Exercise prompt - Set down the whole listing verbatim.

Available data -
────────

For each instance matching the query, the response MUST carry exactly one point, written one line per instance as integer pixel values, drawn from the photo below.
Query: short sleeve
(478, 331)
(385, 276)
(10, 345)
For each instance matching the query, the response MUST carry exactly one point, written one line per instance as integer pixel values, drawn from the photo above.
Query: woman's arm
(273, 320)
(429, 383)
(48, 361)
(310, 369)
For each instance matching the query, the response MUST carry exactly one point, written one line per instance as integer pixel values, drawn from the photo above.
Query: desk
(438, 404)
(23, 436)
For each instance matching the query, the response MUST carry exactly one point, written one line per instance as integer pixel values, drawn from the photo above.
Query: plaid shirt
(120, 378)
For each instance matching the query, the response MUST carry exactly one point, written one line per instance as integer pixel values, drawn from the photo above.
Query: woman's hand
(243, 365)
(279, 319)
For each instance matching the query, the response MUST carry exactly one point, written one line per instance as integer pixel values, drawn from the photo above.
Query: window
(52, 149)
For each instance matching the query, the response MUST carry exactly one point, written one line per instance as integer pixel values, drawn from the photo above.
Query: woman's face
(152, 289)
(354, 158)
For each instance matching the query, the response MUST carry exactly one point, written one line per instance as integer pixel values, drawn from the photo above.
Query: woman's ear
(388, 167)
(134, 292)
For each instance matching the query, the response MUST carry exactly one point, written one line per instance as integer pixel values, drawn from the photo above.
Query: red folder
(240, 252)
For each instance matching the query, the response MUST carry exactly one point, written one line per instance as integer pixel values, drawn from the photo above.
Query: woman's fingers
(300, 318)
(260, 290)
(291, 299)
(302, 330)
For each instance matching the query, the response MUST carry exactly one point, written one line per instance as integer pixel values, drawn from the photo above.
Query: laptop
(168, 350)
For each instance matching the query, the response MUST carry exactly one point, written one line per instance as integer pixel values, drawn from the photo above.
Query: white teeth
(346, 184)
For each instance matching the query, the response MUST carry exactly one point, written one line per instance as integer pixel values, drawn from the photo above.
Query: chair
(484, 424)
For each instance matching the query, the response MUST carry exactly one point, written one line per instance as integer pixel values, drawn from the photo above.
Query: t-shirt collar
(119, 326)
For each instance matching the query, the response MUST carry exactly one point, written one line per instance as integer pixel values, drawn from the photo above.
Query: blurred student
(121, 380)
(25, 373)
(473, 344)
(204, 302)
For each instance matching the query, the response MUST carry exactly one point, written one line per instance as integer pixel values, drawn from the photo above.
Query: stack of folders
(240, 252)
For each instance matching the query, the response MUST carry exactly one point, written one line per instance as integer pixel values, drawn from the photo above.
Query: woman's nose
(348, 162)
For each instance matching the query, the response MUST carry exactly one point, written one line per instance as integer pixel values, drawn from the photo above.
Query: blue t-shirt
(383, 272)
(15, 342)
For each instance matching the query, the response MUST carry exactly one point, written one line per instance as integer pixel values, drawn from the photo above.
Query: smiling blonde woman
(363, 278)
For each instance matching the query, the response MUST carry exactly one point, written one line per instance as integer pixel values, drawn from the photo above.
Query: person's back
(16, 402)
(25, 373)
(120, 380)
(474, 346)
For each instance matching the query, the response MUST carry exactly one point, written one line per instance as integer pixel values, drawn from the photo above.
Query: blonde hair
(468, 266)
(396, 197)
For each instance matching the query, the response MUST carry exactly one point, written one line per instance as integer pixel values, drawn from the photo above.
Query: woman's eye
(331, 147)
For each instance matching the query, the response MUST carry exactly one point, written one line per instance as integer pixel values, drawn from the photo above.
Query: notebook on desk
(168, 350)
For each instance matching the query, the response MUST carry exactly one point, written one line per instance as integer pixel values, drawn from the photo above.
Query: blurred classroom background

────────

Result of the task -
For each instance matching the query, the response MUST carry exactly one point, written one line per instance as integer pixel values, drawn from the photo below.
Query: short sleeve
(478, 331)
(385, 276)
(10, 345)
For each instance matching the query, the response MUST carry exactly one point, written one line per instance as integer pixel values, drawn from the photo above.
Query: woman's arm
(273, 320)
(429, 383)
(48, 361)
(310, 369)
For each instance matching the query, the response MUST carry exactly one point, written one line per instance as integer pixel values, drawn from the photo above.
Query: desk
(438, 404)
(23, 436)
For each instance matching the query, the response MUST carry exactly one point, written one line per instance as integer pixel values, drawn from the photo above.
Query: plaid shirt
(120, 378)
For each instance matching the query, the response MUST carry exactly one point, written one line per instance as integer pixel values, drawn from the photo above.
Query: woman's hand
(243, 365)
(279, 319)
For each instance matching the query, the response MUST carry exactly one point, written one line per instance as integer pixel values, drawn from the photo above.
Query: window
(52, 149)
For each instance matching the query, the response MUST carry exactly one point, written one line per instance as integer pixel values, drawn from the photo above.
Query: woman's face
(152, 289)
(354, 158)
For each instance matching the query, the response MUST carry exactly one point, written one line per instance as integer pixel values, drawn from the photo above.
Query: woman's ear
(388, 167)
(134, 292)
For each instance matching the query, the response MUST carry exactly one point, written one line per instance as integer pixel values, drawn from the photo above.
Query: red folder
(240, 252)
For each instance matching the query, the response MUST carry exactly one point, written one line per instance as integer pixel values, drawn from the photo above.
Query: woman's fingers
(300, 318)
(260, 290)
(291, 299)
(302, 330)
For each instance matching the query, the response MUST carry exactly one point, written one line per instance as integer pixel values, drawn from the photo above.
Query: laptop
(168, 350)
For each instance matching the query, the response MUST carry exactly one point, written one line per instance as integer pixel values, drawn from the photo above.
Query: white teeth
(346, 184)
For each instance matching the query, the response MUST carry exactly one point, written one line per instance as integer pixel values, drawn from the photo above.
Query: chair
(484, 424)
For each instance matching the query, the response MUST carry exactly one point, written one line per instance as integer pixel values, drawn from the photo above.
Query: t-shirt collar
(119, 326)
For each instance matching the query, the response MUST carry exactly one point, written one line per instance as integer pixel values, drawn from the photo above.
Query: blurred student
(121, 380)
(25, 373)
(473, 344)
(204, 302)
For each instance matching the query, the response MUST carry exactly one point, written one line per instance as integer pixel values, drawn from the photo above.
Query: stack of folders
(240, 252)
For each instance matching the query, the response MUST carry exactly one point, written one line per instance as integer pixel values, drawn from the photo above.
Query: woman's nose
(348, 162)
For each instance matching the query, the response MUST carry exactly one point, written one line per instance as integer pixel values, drawn from the photo above.
Query: blue t-shirt
(383, 272)
(15, 342)
For each instance matching the query, the response MUST carry exactly one point, written one line per instance as integer pixel values, drawn from the photo above.
Query: smiling blonde woman
(363, 278)
For each instance matching the query, the response MUST carry exactly one point, written one line per instance as integer pixel values, drawn from the photo above.
Query: person's back
(16, 402)
(25, 373)
(120, 380)
(474, 346)
For each instance matching the query, the response MUST carry exactly one point, written one line per instance as integer pixel values, drawn from the photo above.
Query: blonde hair
(468, 266)
(396, 197)
For each instance matching the query, the response MUST carry exactly one point, written one line per instance as integer pixel values, drawn from the photo above.
Query: woman's eye
(331, 147)
For each instance matching the query, the response MUST carry exactly one point, written one line per instance as integer pixel values, drawn from the photo above.
Query: notebook on desk
(168, 350)
For each instance matching the query, the response MUST carry exactly one point, written one line per instance as integer pixel values, drawn from the photo above.
Query: blurred classroom background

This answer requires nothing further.